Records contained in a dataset
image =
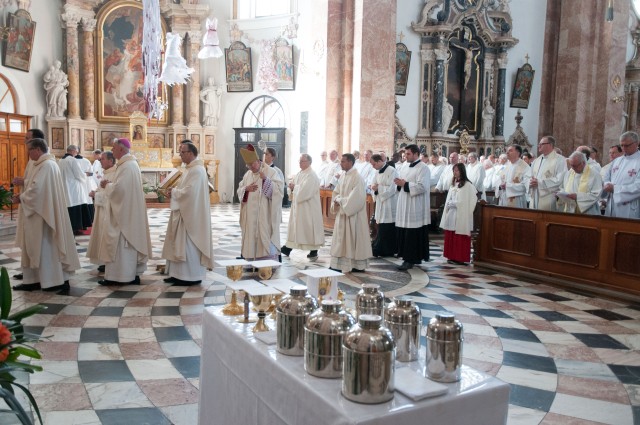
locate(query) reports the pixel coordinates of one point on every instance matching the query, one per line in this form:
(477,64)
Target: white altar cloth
(245,382)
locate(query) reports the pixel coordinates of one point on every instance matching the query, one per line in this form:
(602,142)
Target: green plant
(13,344)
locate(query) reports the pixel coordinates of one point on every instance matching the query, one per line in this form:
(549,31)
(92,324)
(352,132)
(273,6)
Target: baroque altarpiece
(463,57)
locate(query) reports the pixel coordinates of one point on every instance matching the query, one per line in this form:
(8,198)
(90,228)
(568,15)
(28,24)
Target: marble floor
(130,355)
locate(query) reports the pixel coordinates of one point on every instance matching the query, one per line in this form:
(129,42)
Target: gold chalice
(233,308)
(261,303)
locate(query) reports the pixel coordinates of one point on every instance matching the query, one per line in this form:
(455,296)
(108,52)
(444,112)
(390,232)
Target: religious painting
(89,142)
(19,44)
(522,87)
(57,138)
(208,144)
(238,67)
(403,60)
(120,72)
(284,65)
(156,140)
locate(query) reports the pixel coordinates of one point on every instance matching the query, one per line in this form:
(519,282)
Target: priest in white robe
(386,197)
(621,189)
(44,233)
(260,234)
(305,230)
(413,213)
(514,183)
(98,250)
(581,187)
(350,243)
(188,247)
(128,236)
(547,171)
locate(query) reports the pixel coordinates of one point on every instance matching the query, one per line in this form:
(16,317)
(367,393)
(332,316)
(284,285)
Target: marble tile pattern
(115,355)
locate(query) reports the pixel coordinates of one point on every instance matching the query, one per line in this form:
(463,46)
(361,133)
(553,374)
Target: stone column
(194,92)
(88,88)
(500,101)
(438,90)
(71,21)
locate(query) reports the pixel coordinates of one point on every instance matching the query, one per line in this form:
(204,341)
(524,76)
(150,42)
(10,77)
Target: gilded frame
(119,93)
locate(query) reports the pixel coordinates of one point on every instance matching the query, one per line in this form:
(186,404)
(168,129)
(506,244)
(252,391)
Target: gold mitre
(249,154)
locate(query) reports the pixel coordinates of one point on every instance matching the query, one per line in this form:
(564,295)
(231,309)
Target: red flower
(5,339)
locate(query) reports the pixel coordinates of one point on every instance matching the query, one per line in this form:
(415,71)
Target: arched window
(262,112)
(7,96)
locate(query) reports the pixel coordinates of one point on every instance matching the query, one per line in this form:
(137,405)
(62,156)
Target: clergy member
(44,233)
(622,182)
(128,236)
(547,171)
(188,247)
(98,251)
(305,221)
(413,213)
(350,243)
(515,180)
(260,237)
(581,187)
(386,197)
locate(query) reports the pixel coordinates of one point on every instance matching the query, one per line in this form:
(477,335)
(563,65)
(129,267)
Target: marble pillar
(71,21)
(88,86)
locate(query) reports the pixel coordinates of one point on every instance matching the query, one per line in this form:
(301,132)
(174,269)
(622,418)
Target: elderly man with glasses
(621,189)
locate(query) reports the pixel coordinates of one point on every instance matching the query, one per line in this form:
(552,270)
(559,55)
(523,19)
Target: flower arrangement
(14,343)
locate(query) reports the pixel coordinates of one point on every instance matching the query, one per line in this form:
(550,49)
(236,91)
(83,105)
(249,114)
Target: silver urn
(404,320)
(323,335)
(444,348)
(292,312)
(369,300)
(369,361)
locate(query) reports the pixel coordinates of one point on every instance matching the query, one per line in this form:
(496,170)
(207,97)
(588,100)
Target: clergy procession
(56,196)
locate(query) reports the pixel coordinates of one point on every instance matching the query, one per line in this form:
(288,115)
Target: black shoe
(64,287)
(27,287)
(405,266)
(285,250)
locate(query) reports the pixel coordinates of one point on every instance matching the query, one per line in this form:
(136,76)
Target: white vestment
(44,232)
(305,229)
(587,187)
(624,174)
(350,243)
(188,245)
(549,170)
(386,196)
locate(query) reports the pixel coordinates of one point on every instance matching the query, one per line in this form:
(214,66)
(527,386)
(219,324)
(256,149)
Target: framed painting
(237,60)
(19,44)
(57,138)
(89,141)
(119,71)
(403,61)
(522,87)
(284,65)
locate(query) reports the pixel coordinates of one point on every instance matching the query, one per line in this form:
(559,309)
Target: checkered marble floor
(131,355)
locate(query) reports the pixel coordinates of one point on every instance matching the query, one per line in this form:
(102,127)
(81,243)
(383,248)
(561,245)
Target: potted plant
(14,342)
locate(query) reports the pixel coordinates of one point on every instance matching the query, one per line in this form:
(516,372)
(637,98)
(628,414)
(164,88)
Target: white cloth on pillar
(350,243)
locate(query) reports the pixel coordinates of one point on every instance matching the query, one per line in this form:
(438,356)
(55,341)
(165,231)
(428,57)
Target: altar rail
(600,253)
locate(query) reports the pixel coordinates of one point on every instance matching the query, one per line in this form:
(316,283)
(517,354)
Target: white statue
(210,98)
(55,83)
(487,120)
(447,115)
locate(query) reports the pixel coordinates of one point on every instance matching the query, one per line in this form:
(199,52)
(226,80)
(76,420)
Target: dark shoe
(64,287)
(285,250)
(406,266)
(27,287)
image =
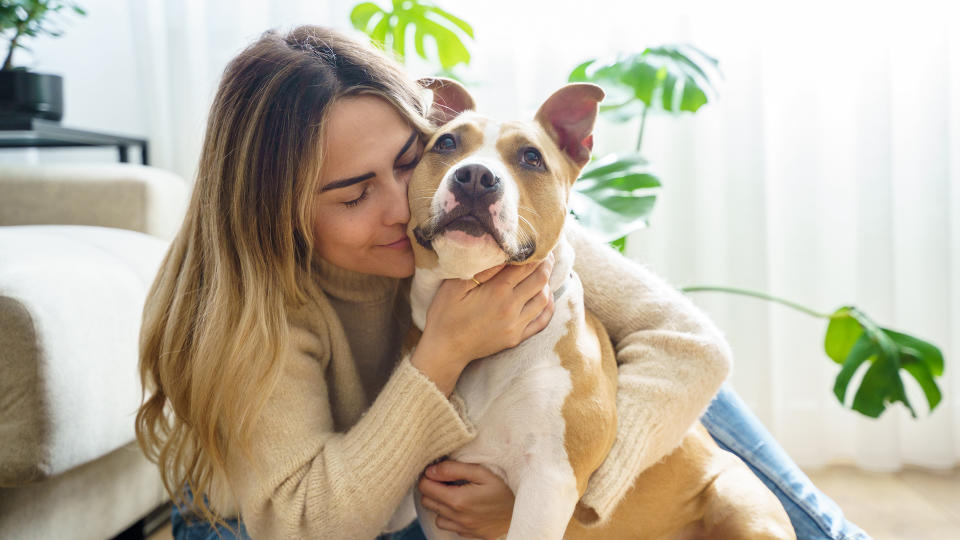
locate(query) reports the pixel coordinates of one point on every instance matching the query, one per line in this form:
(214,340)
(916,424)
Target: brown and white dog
(489,192)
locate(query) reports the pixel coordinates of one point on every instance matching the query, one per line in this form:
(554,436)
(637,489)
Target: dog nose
(476,179)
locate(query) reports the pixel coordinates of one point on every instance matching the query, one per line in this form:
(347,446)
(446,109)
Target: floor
(909,505)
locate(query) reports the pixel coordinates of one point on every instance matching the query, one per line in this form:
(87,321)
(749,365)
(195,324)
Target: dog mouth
(476,224)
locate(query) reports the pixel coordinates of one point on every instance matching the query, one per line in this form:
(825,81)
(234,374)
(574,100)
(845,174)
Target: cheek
(341,235)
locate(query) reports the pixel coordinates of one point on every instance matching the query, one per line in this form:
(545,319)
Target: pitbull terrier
(486,193)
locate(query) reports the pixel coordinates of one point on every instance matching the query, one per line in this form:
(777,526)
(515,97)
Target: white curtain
(828,172)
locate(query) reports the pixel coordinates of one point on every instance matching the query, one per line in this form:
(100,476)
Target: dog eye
(531,157)
(446,143)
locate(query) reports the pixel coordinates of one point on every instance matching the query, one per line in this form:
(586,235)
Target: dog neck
(427,281)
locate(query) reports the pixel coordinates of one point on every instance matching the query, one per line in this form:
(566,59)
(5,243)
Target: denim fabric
(411,532)
(814,515)
(200,529)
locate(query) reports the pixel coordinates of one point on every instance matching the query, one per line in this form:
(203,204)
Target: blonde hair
(214,324)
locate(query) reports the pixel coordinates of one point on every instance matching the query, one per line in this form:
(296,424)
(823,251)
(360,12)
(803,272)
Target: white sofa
(79,248)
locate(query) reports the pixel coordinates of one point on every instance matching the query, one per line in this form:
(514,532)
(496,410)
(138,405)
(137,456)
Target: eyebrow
(351,181)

Exercise brief - Your reply must contain each entry exactly as written and no pictures.

Finished task -
image =
locate(query) reports the pixel coordinates of one point on every instance matching the query, one per line in this form:
(477,64)
Target: white altar cloth
(245,382)
locate(query) reports the pixel coordinates of one point on every instance matching the query, one per line in this form:
(602,142)
Target: green plant
(13,344)
locate(query) reports the pixel coordinates of one point on every instance matching the query, one per line in this form:
(549,31)
(92,324)
(352,132)
(273,6)
Target: baroque altarpiece
(463,57)
locate(query) reports the pixel coordinates of one point on every instance matching the query, one per line in this form:
(8,198)
(90,228)
(568,15)
(28,24)
Target: marble floor
(130,355)
locate(query) reports the pixel coordinates of one point on every instance matching the query, one per line in this form:
(129,42)
Target: gold chalice
(233,308)
(261,303)
locate(query) reports the pixel coordinates of one point on every instance matching the query, one per line in this form:
(455,296)
(108,52)
(444,112)
(390,232)
Target: religious painting
(89,142)
(19,44)
(522,87)
(57,138)
(208,144)
(238,67)
(403,60)
(120,72)
(284,65)
(156,140)
locate(query) reports the pixel coordinates of one point on every instance matching the query, one per line in this form:
(519,282)
Target: priest in white robe
(386,197)
(621,189)
(44,233)
(260,234)
(305,230)
(413,213)
(514,183)
(98,250)
(581,187)
(350,243)
(188,247)
(128,236)
(547,171)
locate(query) reports the pixel coordinates of one point on every instance matching the query, one per line in this form:
(16,317)
(367,393)
(332,316)
(284,285)
Target: marble tile pattern
(115,355)
locate(query) reports the pixel coordinates of one point on every instance matching the query, one per line in this form:
(463,46)
(361,133)
(553,374)
Target: stone column
(194,92)
(88,88)
(500,101)
(438,90)
(71,21)
locate(query) reports the pixel coordinates of one point on every instance matching the query, one per line in this form:
(204,341)
(524,76)
(150,42)
(10,77)
Target: gilded frame
(119,93)
locate(query) reports the pixel coordinates of one point on every instance matching the query, one per line in this form:
(186,404)
(168,129)
(506,244)
(252,391)
Target: gold mitre
(249,154)
locate(query) reports the pixel coordinates of one point on every instance matching the query, one per line in this form:
(564,295)
(231,309)
Target: red flower
(5,339)
locate(query) reports the pixel coordinates of one point on every instance matching the query, one per line in this form:
(415,71)
Target: arched window
(262,112)
(7,96)
locate(query) reports the pixel coordinates of one point on every instance matching the query, one per line in this form:
(137,405)
(62,156)
Target: clergy member
(44,233)
(622,182)
(128,236)
(547,171)
(188,247)
(98,251)
(305,221)
(413,213)
(350,243)
(515,180)
(260,237)
(581,187)
(386,197)
locate(query) reports the pixel coordinates of one point on every instance matching the query, one per line in this form:
(477,335)
(563,65)
(129,267)
Target: marble pillar
(71,21)
(88,86)
locate(query) reports the pixel coordinates of one point on every instance matching the query, one per line in this form:
(301,132)
(174,269)
(622,418)
Target: elderly man with glasses
(621,189)
locate(query) reports the pixel coordinates of one point on every instance matching the query, one per line in this form:
(552,270)
(559,55)
(523,19)
Target: flower arrangement
(14,343)
locate(query) reports the pixel coordinates of one point on every instance matching the query, one per line in this form:
(550,49)
(236,91)
(83,105)
(249,114)
Target: silver urn
(404,320)
(323,335)
(444,348)
(292,312)
(369,300)
(369,361)
locate(query) reports the pixel coordinates of one point on every instance matching the query, one per line in this form:
(496,170)
(207,97)
(588,100)
Target: clergy procession
(56,196)
locate(query) reports the pixel coordinates of one point on every instance matching the query, one per line in this form:
(288,115)
Target: black shoe
(64,287)
(27,287)
(405,266)
(285,250)
locate(query) reports the pixel coordinates of one point on every instance matching the query, one per line in this form:
(136,76)
Target: white vestment
(44,232)
(305,229)
(587,187)
(624,174)
(350,243)
(188,245)
(549,170)
(386,196)
locate(query) reports the pixel coordinates of one point on every instance matching the query, one per line in this form:
(214,66)
(527,386)
(219,324)
(256,149)
Target: framed painting
(237,60)
(19,44)
(57,138)
(89,141)
(119,71)
(403,61)
(522,87)
(284,65)
locate(query) reports the pixel coordinates of one point on every instance matching the query, one per line in this form:
(559,309)
Target: checkered marble floor
(131,355)
locate(query) reports the pixel coordinates of one point on every instance matching the query, one per line in this form:
(102,127)
(81,243)
(383,248)
(561,245)
Target: potted plant
(14,342)
locate(query) reports the pixel coordinates of one point on every instance matching the query, one per line in this form:
(516,372)
(637,98)
(628,414)
(164,88)
Target: white cloth on pillar
(350,243)
locate(query) reports the pixel coordinates of one point on every instance matching the query, one per line in this form:
(438,356)
(55,341)
(165,231)
(428,57)
Target: altar rail
(600,253)
locate(query) reports the pixel coordinates of one point on every instance matching the query, one per line in this form:
(316,283)
(517,354)
Target: white statue
(210,98)
(55,83)
(487,120)
(447,115)
locate(query) reports the pixel coordinates of one point on every instance matching the query, one per line in this form:
(199,52)
(226,80)
(76,420)
Target: dark shoe
(64,287)
(285,250)
(406,266)
(27,287)
image =
locate(query) reports the pixel coordinates of one point on every instance matching the query, one per line in this form:
(214,340)
(916,424)
Target: brown and white dog
(489,192)
locate(query) reports the pixel coordinates of one point on every instance matching the query, one per line in this form:
(554,436)
(637,489)
Target: dog nose
(476,179)
locate(query) reports the pixel coordinates of one point on every instance matching the query, one per line in this form:
(347,446)
(446,109)
Target: floor
(909,505)
locate(query) reports the pixel coordinates of one point on every instance matching the query, one per line in this form:
(87,321)
(749,365)
(195,324)
Target: dog mouth
(476,224)
locate(query) reports the pixel coordinates of one point on every instance matching the query, one per line in this form:
(825,81)
(234,374)
(574,100)
(845,174)
Target: cheek
(341,235)
locate(query) reports the pixel coordinates of one point on every instance matching the query, one per line in this form:
(545,319)
Target: pitbull terrier
(486,193)
locate(query) reports the pixel coordinates of one point on every instance matching the query, one per line in this form:
(777,526)
(515,97)
Target: white curtain
(828,172)
locate(query) reports the pixel coordinates of one point on every instance matching the query, one per line in this form:
(100,476)
Target: dog eye
(531,157)
(446,143)
locate(query) reports the pixel coordinates of one point on every instance matching the query, one per line in this form:
(586,235)
Target: dog neck
(427,281)
locate(query) reports the pixel coordinates of one point on every instance matching the query, one per line in this form:
(566,59)
(5,243)
Target: denim fabric
(411,532)
(814,515)
(200,529)
locate(query) reports the pixel coordinates of one point on every instance matching the query, one per line in this form:
(203,204)
Target: blonde hair
(214,324)
locate(query) reports the pixel coordinates of one point on every instance matching the query, one per line in this form:
(296,424)
(823,251)
(360,12)
(803,272)
Target: white sofa
(79,248)
locate(query) reports the pixel coordinates of one point on every instance matching the query, one per line in this form:
(514,532)
(496,410)
(138,405)
(137,456)
Target: eyebrow
(351,181)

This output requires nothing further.